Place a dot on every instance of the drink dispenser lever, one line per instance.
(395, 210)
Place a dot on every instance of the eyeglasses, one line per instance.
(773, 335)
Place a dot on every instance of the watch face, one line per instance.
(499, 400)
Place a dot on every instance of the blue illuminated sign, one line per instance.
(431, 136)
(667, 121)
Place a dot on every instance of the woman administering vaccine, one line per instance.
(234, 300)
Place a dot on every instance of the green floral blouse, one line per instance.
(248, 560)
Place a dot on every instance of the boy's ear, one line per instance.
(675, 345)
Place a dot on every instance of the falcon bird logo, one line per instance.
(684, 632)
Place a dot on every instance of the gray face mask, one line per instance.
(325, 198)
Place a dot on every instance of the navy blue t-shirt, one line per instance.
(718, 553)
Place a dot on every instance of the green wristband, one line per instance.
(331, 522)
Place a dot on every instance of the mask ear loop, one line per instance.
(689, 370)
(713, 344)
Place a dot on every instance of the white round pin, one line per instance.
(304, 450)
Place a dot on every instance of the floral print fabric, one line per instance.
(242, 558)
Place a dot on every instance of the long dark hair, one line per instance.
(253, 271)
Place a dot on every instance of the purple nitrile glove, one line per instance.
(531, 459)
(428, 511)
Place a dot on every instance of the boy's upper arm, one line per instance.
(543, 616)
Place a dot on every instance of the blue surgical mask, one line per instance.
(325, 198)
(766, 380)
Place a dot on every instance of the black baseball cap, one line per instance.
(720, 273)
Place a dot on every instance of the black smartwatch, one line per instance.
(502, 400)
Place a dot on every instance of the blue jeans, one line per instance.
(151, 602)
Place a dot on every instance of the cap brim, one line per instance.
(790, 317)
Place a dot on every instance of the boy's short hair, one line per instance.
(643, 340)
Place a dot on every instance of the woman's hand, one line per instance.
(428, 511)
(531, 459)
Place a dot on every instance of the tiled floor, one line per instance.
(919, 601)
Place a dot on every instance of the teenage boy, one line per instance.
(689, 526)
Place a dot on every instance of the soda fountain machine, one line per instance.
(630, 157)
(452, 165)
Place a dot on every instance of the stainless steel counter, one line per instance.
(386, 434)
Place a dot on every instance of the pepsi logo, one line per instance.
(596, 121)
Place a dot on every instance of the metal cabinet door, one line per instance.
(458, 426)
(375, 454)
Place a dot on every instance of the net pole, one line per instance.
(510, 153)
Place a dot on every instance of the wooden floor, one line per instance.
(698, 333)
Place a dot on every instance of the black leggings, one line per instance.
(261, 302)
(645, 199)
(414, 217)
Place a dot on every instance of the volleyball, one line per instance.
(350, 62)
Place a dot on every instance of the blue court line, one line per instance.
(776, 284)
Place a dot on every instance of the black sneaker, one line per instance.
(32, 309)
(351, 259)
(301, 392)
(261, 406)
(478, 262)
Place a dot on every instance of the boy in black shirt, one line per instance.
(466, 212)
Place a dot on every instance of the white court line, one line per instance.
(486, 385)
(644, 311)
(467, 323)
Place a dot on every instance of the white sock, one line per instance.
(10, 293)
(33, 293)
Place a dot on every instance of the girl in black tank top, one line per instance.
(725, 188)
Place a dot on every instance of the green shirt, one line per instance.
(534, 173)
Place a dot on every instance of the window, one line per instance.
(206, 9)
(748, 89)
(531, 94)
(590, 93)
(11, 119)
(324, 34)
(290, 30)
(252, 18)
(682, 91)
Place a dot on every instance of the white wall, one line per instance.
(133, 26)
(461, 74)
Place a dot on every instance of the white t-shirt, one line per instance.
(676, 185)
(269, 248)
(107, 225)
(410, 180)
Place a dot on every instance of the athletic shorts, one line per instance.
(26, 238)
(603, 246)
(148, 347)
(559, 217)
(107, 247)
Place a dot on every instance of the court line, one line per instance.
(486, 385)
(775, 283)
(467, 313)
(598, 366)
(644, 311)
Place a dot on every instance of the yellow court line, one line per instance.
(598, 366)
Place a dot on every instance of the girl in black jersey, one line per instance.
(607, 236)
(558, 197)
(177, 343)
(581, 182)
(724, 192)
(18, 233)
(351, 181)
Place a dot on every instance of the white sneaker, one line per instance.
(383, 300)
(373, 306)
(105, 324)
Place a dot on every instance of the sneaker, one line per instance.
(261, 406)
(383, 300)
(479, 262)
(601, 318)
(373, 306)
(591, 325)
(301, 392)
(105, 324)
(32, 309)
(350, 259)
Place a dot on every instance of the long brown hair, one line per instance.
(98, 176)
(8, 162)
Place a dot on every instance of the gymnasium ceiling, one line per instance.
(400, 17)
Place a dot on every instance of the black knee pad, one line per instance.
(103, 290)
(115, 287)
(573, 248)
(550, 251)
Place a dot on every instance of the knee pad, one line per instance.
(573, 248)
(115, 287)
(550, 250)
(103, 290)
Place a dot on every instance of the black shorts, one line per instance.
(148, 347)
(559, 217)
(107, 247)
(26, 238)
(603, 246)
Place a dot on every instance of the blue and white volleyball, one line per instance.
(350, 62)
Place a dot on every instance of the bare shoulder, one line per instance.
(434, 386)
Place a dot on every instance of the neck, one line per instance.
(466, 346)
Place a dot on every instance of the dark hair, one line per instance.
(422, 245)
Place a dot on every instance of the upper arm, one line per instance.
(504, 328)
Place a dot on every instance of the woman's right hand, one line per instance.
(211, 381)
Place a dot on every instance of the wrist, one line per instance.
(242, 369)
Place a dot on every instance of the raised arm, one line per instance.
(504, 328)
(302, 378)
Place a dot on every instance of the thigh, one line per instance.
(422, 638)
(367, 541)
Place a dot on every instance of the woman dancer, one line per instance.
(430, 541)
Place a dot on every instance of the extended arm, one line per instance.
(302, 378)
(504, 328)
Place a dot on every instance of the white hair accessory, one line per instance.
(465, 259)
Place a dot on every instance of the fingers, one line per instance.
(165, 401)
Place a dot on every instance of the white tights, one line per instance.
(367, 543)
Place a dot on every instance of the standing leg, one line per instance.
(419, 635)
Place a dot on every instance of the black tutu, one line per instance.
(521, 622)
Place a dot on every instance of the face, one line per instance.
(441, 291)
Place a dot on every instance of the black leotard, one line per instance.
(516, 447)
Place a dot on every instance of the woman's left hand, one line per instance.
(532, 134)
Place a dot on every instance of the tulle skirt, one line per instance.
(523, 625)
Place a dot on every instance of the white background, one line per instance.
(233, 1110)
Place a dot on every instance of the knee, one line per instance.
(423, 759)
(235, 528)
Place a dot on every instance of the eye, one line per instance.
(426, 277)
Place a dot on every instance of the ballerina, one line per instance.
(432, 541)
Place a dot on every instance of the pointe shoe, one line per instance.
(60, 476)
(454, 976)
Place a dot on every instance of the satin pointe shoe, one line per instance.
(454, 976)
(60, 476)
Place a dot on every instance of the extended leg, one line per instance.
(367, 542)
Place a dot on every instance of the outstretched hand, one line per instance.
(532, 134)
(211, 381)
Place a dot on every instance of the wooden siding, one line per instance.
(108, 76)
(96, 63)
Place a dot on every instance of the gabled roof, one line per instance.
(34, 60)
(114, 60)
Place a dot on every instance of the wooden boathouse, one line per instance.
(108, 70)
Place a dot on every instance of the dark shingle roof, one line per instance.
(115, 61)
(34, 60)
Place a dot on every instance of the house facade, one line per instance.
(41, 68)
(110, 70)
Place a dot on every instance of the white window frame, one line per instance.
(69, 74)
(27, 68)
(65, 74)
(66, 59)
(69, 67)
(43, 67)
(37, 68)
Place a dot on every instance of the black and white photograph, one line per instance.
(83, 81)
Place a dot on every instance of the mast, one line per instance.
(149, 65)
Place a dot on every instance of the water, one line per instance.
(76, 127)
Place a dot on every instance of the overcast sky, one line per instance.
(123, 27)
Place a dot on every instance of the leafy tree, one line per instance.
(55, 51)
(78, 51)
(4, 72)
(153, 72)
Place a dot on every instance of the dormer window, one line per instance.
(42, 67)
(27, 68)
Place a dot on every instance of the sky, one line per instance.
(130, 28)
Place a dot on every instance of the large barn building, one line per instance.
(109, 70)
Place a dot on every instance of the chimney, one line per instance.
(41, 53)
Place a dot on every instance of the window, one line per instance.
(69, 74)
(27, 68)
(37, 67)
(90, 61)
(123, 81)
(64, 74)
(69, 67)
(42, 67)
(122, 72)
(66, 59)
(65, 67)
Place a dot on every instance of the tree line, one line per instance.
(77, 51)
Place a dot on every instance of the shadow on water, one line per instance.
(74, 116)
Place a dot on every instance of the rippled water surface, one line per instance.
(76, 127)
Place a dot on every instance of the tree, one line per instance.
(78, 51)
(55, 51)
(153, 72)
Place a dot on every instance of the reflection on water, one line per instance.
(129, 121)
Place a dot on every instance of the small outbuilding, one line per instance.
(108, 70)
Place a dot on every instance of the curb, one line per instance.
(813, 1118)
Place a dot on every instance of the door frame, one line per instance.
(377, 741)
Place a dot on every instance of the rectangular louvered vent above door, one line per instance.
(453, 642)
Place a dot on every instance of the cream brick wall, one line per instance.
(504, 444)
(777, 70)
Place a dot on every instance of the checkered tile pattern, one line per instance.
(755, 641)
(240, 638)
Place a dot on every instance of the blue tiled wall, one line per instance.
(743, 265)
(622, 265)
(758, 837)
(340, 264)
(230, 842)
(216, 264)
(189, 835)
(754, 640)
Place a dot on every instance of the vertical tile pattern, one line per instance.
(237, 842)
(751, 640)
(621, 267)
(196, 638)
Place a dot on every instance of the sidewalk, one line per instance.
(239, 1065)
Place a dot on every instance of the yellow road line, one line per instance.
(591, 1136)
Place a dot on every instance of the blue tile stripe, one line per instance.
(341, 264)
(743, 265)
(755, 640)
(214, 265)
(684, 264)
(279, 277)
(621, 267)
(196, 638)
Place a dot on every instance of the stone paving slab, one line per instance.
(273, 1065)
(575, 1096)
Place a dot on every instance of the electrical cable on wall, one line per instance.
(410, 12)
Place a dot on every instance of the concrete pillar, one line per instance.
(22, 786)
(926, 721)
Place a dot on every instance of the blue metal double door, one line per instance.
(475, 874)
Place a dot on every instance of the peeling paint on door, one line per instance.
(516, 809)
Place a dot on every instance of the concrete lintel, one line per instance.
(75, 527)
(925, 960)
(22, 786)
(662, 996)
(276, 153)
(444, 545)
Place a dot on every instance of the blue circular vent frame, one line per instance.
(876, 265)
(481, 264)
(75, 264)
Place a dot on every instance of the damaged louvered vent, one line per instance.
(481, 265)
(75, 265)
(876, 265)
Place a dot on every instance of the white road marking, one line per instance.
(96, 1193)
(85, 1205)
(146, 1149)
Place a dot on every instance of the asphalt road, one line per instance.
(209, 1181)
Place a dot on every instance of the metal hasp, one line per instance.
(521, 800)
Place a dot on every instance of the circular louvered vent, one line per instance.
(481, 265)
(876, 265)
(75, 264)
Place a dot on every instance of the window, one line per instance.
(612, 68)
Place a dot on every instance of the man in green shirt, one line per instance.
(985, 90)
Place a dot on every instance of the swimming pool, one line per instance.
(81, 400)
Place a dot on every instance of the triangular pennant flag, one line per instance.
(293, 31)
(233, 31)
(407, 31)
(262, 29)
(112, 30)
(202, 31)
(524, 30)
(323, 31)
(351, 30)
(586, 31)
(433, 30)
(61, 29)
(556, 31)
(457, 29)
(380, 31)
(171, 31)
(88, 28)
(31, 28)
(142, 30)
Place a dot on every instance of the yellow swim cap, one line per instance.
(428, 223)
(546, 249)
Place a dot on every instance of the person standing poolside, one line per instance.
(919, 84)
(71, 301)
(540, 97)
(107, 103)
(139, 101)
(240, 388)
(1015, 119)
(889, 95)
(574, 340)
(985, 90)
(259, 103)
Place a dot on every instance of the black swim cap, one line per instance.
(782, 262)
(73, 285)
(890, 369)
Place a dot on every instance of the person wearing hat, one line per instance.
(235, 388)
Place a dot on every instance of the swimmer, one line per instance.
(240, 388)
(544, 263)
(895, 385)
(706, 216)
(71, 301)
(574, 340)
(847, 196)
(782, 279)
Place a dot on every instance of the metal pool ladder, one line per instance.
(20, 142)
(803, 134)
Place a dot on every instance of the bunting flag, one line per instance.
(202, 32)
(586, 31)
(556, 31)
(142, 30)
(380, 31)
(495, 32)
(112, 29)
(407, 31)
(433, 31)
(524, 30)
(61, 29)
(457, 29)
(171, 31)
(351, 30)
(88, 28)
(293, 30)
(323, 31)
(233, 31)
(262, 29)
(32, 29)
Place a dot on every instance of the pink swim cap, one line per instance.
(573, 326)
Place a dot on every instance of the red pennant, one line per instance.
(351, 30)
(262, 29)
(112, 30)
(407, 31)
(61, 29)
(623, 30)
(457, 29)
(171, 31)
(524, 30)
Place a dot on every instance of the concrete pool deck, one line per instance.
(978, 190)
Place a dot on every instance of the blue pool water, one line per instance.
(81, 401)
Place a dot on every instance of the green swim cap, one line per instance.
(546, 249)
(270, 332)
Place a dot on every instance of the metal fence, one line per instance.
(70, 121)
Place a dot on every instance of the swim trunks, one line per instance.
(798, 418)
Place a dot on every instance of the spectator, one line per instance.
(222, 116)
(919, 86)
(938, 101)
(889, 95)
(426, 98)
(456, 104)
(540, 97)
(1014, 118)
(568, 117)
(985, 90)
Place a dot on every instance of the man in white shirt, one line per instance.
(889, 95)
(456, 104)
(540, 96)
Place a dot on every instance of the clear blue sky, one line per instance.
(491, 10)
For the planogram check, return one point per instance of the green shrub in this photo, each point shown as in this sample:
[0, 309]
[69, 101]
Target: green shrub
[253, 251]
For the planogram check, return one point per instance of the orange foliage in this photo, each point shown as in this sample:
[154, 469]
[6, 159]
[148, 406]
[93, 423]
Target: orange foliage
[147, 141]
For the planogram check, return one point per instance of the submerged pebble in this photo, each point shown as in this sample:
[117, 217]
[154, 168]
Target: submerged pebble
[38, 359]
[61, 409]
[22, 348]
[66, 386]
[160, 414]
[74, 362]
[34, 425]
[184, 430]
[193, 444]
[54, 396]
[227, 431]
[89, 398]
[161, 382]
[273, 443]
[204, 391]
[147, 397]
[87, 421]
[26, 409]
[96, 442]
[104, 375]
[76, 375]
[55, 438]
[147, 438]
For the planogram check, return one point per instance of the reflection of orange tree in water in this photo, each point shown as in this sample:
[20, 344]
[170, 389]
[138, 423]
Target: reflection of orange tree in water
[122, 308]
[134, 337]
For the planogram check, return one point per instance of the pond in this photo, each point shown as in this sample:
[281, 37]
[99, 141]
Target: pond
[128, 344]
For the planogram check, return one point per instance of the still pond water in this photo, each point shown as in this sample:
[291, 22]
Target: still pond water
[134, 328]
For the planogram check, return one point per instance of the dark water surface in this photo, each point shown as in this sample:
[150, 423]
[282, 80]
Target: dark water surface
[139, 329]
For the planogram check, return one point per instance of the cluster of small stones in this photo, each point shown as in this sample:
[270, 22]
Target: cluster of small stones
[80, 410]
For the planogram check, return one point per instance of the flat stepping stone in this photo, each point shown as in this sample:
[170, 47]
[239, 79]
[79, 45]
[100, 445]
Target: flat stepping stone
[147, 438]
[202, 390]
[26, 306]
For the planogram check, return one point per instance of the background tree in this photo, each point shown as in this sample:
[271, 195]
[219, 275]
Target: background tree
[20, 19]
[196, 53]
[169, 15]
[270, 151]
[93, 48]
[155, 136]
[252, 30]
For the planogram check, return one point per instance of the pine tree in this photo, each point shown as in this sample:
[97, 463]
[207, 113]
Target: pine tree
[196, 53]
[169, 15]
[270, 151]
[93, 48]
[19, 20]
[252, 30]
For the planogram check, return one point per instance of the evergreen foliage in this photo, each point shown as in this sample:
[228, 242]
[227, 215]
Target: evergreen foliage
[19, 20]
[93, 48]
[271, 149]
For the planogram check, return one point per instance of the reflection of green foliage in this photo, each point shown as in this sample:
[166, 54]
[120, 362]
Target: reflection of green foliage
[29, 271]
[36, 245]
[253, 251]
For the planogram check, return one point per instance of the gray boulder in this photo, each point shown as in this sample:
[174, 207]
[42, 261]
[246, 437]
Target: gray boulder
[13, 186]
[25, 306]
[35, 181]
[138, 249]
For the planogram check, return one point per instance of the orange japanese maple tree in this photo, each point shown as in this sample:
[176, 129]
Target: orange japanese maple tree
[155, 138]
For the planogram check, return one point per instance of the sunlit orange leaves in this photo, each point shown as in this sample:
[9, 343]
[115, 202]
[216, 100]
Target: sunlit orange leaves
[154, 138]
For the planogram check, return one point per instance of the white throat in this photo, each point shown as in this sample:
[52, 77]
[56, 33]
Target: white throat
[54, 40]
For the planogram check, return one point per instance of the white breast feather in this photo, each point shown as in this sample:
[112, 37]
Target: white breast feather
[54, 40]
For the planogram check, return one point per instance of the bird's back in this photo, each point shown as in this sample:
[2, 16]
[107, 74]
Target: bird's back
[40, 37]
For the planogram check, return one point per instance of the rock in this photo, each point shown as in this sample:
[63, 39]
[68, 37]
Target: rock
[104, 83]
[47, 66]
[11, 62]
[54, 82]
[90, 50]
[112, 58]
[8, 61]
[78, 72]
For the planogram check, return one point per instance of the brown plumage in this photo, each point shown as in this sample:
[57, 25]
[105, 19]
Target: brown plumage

_ _ _ _

◆ **Exercise**
Pull out every line in the data above that has the word "plumage".

◆ **Response area**
For the planogram check, return one point per instance of the brown plumage in this photo, each point shown as in this sample:
Target: brown plumage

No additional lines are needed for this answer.